── Extracted material ──

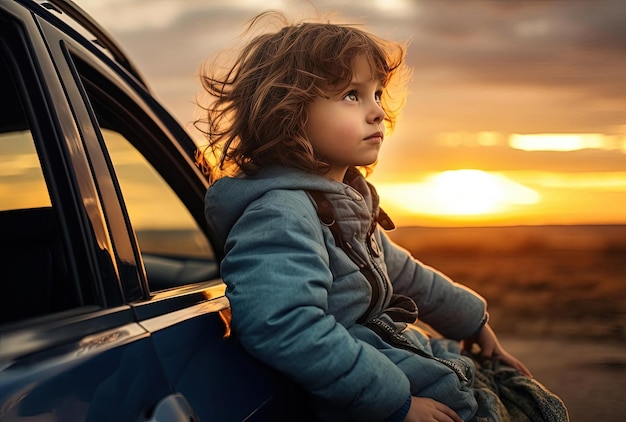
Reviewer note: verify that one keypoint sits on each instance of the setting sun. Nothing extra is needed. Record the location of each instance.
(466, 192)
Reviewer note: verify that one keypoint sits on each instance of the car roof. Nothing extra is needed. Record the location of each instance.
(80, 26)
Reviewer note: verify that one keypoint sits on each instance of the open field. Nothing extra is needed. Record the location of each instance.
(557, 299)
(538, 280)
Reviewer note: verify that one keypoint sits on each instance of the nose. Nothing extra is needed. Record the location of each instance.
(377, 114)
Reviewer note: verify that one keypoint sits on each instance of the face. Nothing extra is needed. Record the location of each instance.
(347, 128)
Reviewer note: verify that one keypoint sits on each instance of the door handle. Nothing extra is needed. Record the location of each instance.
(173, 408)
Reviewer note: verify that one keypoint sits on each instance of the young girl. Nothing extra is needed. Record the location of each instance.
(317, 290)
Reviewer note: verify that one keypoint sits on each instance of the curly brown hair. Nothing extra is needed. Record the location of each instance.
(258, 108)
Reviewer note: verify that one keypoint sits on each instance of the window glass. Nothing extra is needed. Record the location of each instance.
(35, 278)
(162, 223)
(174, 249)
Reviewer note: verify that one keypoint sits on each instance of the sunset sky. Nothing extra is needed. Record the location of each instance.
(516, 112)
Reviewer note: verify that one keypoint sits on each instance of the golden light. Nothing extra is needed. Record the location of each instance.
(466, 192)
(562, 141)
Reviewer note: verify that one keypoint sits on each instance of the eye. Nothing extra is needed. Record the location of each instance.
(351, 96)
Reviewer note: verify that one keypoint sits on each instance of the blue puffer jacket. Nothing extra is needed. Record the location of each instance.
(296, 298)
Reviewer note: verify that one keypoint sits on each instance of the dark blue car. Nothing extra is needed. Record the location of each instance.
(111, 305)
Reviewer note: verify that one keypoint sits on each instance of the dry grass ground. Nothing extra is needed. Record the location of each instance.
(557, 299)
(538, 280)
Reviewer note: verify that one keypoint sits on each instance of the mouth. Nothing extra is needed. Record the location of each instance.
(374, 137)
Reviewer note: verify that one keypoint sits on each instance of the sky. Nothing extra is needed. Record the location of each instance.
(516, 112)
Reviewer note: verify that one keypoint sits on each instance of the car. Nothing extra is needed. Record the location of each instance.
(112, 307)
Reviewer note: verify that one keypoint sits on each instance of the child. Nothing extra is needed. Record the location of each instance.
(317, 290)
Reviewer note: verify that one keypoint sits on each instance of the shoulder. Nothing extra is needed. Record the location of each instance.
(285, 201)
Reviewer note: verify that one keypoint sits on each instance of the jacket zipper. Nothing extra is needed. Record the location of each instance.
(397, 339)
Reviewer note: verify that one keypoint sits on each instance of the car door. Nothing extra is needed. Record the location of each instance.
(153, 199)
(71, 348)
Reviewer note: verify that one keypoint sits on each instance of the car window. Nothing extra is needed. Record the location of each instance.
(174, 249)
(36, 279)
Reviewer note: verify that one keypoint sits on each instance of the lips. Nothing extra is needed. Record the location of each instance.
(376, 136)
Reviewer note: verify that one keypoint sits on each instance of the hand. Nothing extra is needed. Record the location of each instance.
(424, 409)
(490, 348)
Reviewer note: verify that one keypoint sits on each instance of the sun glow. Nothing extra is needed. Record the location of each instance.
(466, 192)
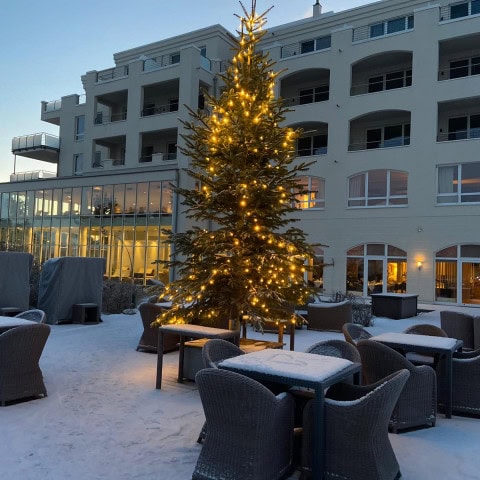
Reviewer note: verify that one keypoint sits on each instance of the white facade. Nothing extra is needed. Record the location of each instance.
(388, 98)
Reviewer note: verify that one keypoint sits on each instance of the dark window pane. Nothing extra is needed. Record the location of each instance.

───

Instruction: Print, exactly and only, the lines running from the line with "of the shoulder." through the last line of the data, including both. Skip any picture.

Exercise answer:
Reviewer note: verify that one keypoint sits on each instance of the shoulder. Nothing extra is needed. Record the location of each instance.
(285, 201)
Reviewer note: verify that one keypoint sits on each instance of the jacket zipper. Nothing extra is needed. Record the location of each instance.
(397, 339)
Reviewer note: verify that one keypoint sits on each instance of the car door. Nothing extra is needed. Record the location of each instance.
(153, 199)
(71, 348)
Reviewer note: verify that one keypoint sits on each instance of the car window. Nothing extra is needed. Record the location of each instance.
(174, 249)
(36, 279)
Reviewer note: verify that one keypoint sits on each instance of the lips. Nothing extra is needed. Record the location of each instance.
(376, 136)
Reviewer note: verify that one keypoint sits on each instance of the hand. Nothing extra is needed. Record the location of each instance.
(424, 409)
(490, 348)
Reviewer note: verify that one keypoint sits on each instance of the sun glow. Nothing extra is needed. Record the location of each instance.
(466, 192)
Reviewer note: verify that one keypoint sits on each instance of the white facade. Nothing extra is needed. Record the location of each instance.
(388, 98)
Reviewer note: verify that one keypoint sits on each instance of the dark window pane. Nothing extra is needed. Record the location of each instance.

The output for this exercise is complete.